▶ [WORK INSTRUCTION]
Print out the data below. Do not alter a single line.

══════════

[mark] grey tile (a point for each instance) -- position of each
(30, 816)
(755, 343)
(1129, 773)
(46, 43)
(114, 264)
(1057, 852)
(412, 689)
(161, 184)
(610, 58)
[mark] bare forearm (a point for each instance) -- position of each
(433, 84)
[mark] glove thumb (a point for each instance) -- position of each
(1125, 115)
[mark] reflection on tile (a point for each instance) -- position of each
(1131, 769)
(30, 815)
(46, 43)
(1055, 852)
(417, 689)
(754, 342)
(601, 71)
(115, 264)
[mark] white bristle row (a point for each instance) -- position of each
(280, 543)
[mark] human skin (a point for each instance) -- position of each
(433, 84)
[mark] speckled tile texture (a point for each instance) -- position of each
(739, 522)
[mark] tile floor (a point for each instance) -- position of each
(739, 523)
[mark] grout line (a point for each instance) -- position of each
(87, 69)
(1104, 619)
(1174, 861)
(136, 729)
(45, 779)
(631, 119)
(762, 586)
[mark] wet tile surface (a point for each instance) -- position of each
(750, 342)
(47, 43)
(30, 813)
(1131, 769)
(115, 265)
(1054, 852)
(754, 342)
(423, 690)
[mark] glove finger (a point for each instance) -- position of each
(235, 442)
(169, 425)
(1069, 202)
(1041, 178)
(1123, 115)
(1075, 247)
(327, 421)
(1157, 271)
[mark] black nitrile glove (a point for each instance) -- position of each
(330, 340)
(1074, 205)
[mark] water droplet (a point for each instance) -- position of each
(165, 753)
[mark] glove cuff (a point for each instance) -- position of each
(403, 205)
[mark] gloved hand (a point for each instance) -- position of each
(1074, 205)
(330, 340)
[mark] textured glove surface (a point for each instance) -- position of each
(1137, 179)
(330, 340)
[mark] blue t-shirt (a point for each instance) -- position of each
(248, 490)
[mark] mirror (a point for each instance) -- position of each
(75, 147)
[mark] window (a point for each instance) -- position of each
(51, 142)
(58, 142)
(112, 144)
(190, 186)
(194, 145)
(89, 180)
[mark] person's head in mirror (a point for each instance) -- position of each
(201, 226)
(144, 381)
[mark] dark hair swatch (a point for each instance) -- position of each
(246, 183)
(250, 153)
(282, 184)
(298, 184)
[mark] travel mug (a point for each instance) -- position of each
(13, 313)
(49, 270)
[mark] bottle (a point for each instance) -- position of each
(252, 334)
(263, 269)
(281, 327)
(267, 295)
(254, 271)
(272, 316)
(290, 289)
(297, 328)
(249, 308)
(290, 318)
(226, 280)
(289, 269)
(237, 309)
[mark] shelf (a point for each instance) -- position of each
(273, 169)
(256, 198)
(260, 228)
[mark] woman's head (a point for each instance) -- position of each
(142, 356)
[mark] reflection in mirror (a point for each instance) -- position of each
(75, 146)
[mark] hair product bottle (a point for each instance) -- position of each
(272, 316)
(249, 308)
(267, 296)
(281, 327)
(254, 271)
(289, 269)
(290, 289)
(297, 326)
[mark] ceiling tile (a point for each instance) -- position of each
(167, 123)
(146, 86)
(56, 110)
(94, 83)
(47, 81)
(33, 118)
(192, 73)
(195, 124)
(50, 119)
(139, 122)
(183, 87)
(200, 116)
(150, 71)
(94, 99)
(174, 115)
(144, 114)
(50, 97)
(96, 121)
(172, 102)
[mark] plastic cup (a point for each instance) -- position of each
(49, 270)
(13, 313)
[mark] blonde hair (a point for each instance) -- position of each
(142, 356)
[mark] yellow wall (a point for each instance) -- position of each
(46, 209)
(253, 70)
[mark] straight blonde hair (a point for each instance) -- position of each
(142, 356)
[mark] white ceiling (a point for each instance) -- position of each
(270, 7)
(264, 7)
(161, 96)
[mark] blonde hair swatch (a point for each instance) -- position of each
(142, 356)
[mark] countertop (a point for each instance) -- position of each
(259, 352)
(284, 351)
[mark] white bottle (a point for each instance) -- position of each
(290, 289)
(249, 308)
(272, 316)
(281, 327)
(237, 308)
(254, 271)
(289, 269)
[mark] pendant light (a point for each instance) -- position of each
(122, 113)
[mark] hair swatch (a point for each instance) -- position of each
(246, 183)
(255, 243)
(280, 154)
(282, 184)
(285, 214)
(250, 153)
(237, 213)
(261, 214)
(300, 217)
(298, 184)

══════════

▶ [SOLUTION TO THE EXERCISE]
[mark] grey tile (a point for each instance) -- position of each
(30, 816)
(755, 343)
(1129, 773)
(46, 43)
(114, 264)
(1057, 852)
(412, 689)
(161, 184)
(610, 58)
[mark] bare forearm (a point for each instance) -- position of each
(433, 84)
[mark] glove thumb (a point for each instance) -- position of each
(1125, 115)
[mark] reflection on tile (a point for each instance) -- position of each
(1131, 769)
(30, 815)
(46, 43)
(1055, 852)
(417, 689)
(754, 342)
(601, 71)
(115, 264)
[mark] white bristle row (a point for each instance) -- position of each
(280, 543)
[mark] human skin (a point for each instance) -- position of each
(433, 84)
[mark] speckled tile texture (a point for each instance) -- position of each
(739, 522)
[mark] tile floor (a point for each instance) -- position of each
(739, 523)
[mark] grout line (a point for each instance) -- position of each
(87, 69)
(1104, 619)
(1174, 861)
(136, 729)
(45, 779)
(631, 119)
(762, 586)
[mark] wet tile surface (a point for each instance) -- position of each
(750, 342)
(47, 43)
(30, 813)
(1131, 769)
(115, 265)
(1054, 852)
(754, 342)
(423, 690)
[mark] glove finger (a point for each instance) -- position of each
(235, 442)
(169, 425)
(1069, 202)
(1041, 178)
(1123, 115)
(1075, 247)
(327, 421)
(1157, 271)
[mark] black nitrile glove (a point for each instance) -- position of each
(330, 340)
(1074, 205)
[mark] water droplet (a point for each instance) -- position of each
(165, 753)
[mark] glove cuff (a point for each instance) -- position of each
(403, 205)
[mark] gloved hand (a point for each instance) -- position of each
(1074, 205)
(330, 340)
[mark] textured glove surface (a point for each instance) -- position of each
(1137, 179)
(330, 340)
[mark] blue t-shirt (a point for each instance) -- position of each
(248, 490)
[mark] mirror (a point for each instance) -- position of each
(75, 147)
[mark] window (a point for each instance) -- position of each
(51, 142)
(58, 142)
(112, 144)
(190, 186)
(194, 145)
(89, 180)
[mark] person's head in mirror (a point for each instance) -- position of each
(201, 226)
(144, 381)
[mark] dark hair swatch (a point for each instance) -- position of each
(246, 183)
(250, 153)
(282, 184)
(298, 184)
[mark] travel mug (a point for each instance) -- position of each
(13, 313)
(49, 270)
[mark] bottle (a point for each instance) -- position of each
(252, 334)
(263, 269)
(281, 327)
(267, 295)
(254, 271)
(272, 316)
(290, 289)
(297, 328)
(249, 308)
(290, 318)
(226, 280)
(289, 269)
(237, 309)
[mark] shelf (a point for each instance) -- position of each
(273, 169)
(256, 198)
(260, 228)
[mark] woman's head (a point for each instance) -- position of each
(142, 356)
[mark] reflection in mirror (a point for each instance) -- position of each
(75, 146)
[mark] hair product bottle (a point for each instance) -- position of each
(272, 316)
(249, 308)
(267, 296)
(281, 327)
(254, 271)
(289, 269)
(290, 289)
(297, 326)
[mark] ceiling tile (a point for each instance) -- position of each
(167, 123)
(146, 86)
(56, 110)
(94, 83)
(47, 81)
(33, 118)
(192, 73)
(195, 124)
(50, 119)
(139, 122)
(183, 87)
(200, 116)
(150, 71)
(94, 99)
(174, 115)
(144, 114)
(50, 97)
(96, 121)
(172, 102)
[mark] plastic cup (a point for each instance) -- position of each
(49, 270)
(13, 313)
[mark] blonde hair (a point for each instance) -- position of each
(142, 356)
[mark] yellow wall (a point for each instance) -- position of each
(46, 209)
(253, 70)
[mark] straight blonde hair (a point for each instance) -- position of each
(142, 356)
[mark] white ceiling (a point for each instance) -- position of each
(270, 7)
(264, 7)
(161, 96)
[mark] blonde hair swatch (a point for each instance) -- position of each
(142, 356)
[mark] countertop (a point for each instance) -- position of each
(259, 352)
(284, 351)
[mark] white bottle (a point for each instance) -- position of each
(290, 289)
(249, 308)
(272, 316)
(281, 327)
(237, 308)
(254, 271)
(289, 269)
[mark] pendant light (a point for each instance) -- position of each
(122, 113)
[mark] hair swatch (a point for each instance) -- position of each
(246, 183)
(255, 243)
(280, 154)
(282, 184)
(285, 214)
(250, 153)
(237, 213)
(261, 214)
(300, 217)
(298, 184)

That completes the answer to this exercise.